■ **Tasks to carry out**:
**a.** In the article on the French cabinet reshuffle, what post does Ségolène Royal receive in the new government?
**b.** Using the article on the French cabinet reshuffle, explain why Benoît Hamon was named education minister.
**c.** Proceed with the article on the French cabinet reshuffle from the point where it stops.

■ **Excerpt to read**:
***

The financial press noted that the cabinet reshuffle aimed to show the European Union and the financial markets that France will speed up spending cuts and structural reforms in order to hand out public funds to banks and big business.

Bloomberg cited Antonio Barroso, an analyst at Teneo Intelligence in London: “Hollande is sending a message that France will respect its engagements and that it’s still committed to fiscal consolidation and incremental reform … By appointing Valls, he guarantees that the government will keep that line.”

Valls is widely seen as the most openly right-wing, free-market figure in the PS. He has called for an end to the 35-hour work week, increasing the retirement age, and tough policies against immigrants. In 2010, he said the EU should control national budgets.

BNP Paribas economist Dominique Barbet said: “Although he has limited government experience, Manuel Valls is the right man, with natural authority, to lead a government through the tough period of faster implementation of structural reforms and spending cuts.”

The sixteen ministers in the new government are chosen to symbolize this right-wing line. They include Hollande’s former partner, defeated 2007 PS presidential candidate Ségolène Royal, and François Rebsamen, the mayor of Dijon.

Royal will serve as environment minister. In her 2007 presidential campaign, Royal advocated free market and law-and-order policies, advocating sending youth offenders to the army for boot-camp type rehabilitation. She boasted that she was the best candidate to prevent the eruption of social struggles, calling for “a calmed-down France.” She supported Valls’ decision to expel 15-year-old Roma schoolgirl Leonarda Dibrani in January.

Rebsamen—the co-director of Royal’s 2007 election campaign who, as a specialist of security issues, strongly supports mass video surveillance—was appointed as minister for employment and social dialogue.

Defense Minister Jean-Yves Le Drian, Foreign Minister Laurent Fabius, and Justice Minister Christine Taubira all kept their posts. Finance Minister Pierre Moscovici left the government, with former Labor Minister Michel Sapin replacing him. Arnaud Montebourg is becoming Economy Minister.

Valls appointed Benoît Hamon, a former student politician who occasionally postures as a self-styled “left” of the PS, as education minister. His task, as was openly acknowledged in the press, is to serve as a “left” fig-leaf for the right-wing policies of the Valls government.

***

Dataset excerpts
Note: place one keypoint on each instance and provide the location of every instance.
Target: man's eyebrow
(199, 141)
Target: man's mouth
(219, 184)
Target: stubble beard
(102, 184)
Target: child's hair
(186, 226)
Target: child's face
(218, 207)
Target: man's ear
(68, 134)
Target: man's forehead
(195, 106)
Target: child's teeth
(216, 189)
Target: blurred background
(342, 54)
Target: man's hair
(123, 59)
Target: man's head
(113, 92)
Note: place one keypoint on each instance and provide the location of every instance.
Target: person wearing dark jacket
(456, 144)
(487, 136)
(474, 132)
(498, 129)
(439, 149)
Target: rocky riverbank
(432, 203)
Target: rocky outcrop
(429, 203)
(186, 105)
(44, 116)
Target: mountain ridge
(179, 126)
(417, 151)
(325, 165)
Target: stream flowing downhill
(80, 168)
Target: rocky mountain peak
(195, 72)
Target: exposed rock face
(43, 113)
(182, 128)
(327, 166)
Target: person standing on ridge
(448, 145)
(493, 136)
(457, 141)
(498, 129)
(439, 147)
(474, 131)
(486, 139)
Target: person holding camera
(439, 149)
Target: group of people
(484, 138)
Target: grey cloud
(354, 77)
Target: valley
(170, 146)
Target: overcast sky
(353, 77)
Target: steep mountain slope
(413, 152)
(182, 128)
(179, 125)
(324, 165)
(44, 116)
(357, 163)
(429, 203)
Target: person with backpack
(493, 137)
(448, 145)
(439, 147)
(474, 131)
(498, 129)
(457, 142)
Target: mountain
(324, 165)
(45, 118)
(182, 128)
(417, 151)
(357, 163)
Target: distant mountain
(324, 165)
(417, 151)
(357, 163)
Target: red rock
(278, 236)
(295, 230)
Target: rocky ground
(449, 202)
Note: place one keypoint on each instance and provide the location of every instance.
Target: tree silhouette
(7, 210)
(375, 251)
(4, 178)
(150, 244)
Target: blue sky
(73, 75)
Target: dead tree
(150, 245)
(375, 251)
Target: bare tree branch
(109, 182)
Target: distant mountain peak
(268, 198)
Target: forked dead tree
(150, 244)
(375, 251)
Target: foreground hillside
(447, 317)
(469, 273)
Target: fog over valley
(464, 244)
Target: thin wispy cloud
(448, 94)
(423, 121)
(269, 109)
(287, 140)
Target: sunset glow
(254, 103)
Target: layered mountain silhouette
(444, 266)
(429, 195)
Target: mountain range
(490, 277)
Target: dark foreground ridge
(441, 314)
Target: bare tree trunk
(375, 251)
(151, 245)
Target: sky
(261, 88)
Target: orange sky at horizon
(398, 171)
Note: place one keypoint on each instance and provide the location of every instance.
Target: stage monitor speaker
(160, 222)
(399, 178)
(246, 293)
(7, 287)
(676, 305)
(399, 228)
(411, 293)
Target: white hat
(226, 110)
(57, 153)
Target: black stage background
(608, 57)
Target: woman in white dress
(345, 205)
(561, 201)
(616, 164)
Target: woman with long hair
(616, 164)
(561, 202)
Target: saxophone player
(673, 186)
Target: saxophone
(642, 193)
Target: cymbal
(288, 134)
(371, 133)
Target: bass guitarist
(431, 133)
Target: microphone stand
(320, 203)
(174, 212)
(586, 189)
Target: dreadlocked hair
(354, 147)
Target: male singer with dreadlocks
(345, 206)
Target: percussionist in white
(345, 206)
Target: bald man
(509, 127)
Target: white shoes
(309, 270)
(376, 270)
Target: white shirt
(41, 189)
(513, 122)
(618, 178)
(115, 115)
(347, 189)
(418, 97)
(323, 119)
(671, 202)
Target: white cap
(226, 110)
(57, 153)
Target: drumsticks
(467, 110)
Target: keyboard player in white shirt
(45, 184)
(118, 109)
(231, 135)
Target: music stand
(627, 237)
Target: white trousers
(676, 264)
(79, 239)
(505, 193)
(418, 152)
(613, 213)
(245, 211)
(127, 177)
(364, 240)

***

■ **Responses per task**:
**a.** Environment minister.

**b.** As the press openly acknowledged, his task is to serve as a "left" fig-leaf for the right-wing policies of the Valls government. He suits that role because he occasionally postures as a self-styled "left" of the PS.

**c.**
Thus Le Monde wrote, “Why Benoît Hamon? The new prime minister, Manuel Valls, who is criticized by his peers for being too far to the right, needed a left cover in his team.”

After participating in the Ayrault government, the Greens left the government, refusing to serve under Valls—attempting to distance themselves from it to avoid being discredited by its far-right policies.

The appointment of Valls and the inclusion of right-wing figures like Royal and Rebsamen in his government underline the bankruptcy of pseudo-left groups like the New Anti-capitalist Party and the Left Front that supported Hollande’s election. These organisations claimed that supporting the PS was the only way to block the rise of the FN.

In fact, as the Valls government intensifies austerity policies and makes law-and-order appeals, the main beneficiary within the political establishment will again be the FN. This underscores that only the independent mobilization of the working class against the entire political establishment can halt the rise of neo-fascism in France.

The Left Front’s Jean-Luc Mélenchon reacted to Valls’ nomination on Monday by worrying that the appointment of such a nakedly right-wing figure will provoke opposition from workers and youth, on the left of the PS and its pseudo-left satellites like the Left Front.

He criticized Hollande for “responding to an electoral disaster by committing political suicide.” He added, “Hollande did not understand the message that the electorate sent him yesterday. Manuel Valls is the greatest common divisor of the left.”

The major concern of Mélenchon and of the entire pseudo-left is that opposition in the working class to the reactionary policies and the increasingly fascistic drift of the PS will threaten the capitalist order that they defend.